- Problem: For the entries below, how many lines contain the word "small"? Reply with the number and nothing else.

- Stored entries:
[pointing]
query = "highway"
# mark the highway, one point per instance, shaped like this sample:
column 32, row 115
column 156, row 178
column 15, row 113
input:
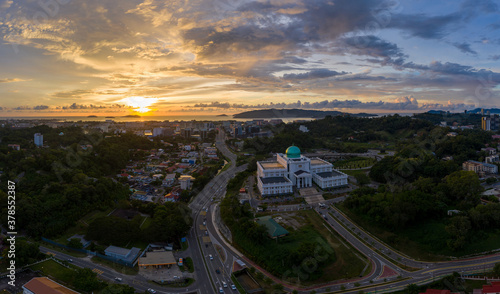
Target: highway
column 204, row 211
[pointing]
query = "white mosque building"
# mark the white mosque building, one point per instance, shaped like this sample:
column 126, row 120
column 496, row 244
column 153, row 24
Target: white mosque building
column 295, row 170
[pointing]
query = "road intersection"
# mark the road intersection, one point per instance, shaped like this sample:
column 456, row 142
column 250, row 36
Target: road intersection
column 383, row 258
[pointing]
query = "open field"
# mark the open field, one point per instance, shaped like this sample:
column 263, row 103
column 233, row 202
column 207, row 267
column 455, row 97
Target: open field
column 340, row 260
column 56, row 271
column 426, row 241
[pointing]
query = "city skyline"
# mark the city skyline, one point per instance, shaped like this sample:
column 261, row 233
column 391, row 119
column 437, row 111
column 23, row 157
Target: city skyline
column 219, row 56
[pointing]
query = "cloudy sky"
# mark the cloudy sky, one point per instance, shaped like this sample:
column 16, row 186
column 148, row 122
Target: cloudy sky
column 226, row 56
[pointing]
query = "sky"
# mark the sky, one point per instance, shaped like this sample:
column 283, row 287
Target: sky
column 152, row 57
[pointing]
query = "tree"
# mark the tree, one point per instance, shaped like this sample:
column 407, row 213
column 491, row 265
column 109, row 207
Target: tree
column 496, row 269
column 458, row 229
column 86, row 280
column 75, row 243
column 362, row 179
column 464, row 186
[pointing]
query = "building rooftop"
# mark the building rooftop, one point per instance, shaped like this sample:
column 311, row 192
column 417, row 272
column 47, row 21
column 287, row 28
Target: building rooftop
column 317, row 161
column 330, row 174
column 299, row 172
column 44, row 285
column 272, row 180
column 157, row 258
column 271, row 165
column 273, row 228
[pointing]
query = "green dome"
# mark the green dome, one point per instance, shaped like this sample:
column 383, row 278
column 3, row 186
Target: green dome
column 293, row 152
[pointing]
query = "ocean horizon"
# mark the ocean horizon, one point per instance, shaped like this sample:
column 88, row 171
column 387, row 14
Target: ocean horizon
column 161, row 118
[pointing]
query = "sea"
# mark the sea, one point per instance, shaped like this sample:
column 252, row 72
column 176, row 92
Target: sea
column 160, row 118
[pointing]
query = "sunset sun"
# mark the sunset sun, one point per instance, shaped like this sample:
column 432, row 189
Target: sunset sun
column 139, row 104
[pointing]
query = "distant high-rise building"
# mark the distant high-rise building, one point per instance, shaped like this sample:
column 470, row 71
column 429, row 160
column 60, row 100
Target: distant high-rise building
column 39, row 140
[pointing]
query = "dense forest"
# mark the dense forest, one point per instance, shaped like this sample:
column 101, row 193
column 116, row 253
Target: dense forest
column 332, row 132
column 57, row 186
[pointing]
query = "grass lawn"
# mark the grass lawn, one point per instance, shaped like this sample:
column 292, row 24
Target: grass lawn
column 350, row 263
column 60, row 249
column 427, row 240
column 56, row 271
column 355, row 172
column 188, row 264
column 117, row 267
column 342, row 260
column 146, row 223
column 355, row 162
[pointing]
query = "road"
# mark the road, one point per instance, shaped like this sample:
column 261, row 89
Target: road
column 206, row 281
column 381, row 256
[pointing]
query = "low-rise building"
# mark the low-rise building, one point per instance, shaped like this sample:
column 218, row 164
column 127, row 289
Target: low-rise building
column 295, row 170
column 186, row 182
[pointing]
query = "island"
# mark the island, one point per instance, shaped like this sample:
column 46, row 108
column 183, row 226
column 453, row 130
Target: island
column 298, row 113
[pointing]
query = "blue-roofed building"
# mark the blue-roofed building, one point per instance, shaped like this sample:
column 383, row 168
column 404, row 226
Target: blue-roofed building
column 292, row 169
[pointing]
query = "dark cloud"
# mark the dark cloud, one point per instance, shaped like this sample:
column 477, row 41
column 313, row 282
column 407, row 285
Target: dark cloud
column 10, row 80
column 402, row 103
column 465, row 48
column 370, row 46
column 22, row 108
column 89, row 106
column 313, row 74
column 426, row 27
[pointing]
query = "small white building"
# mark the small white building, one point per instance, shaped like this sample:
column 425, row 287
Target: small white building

- Task solution: 3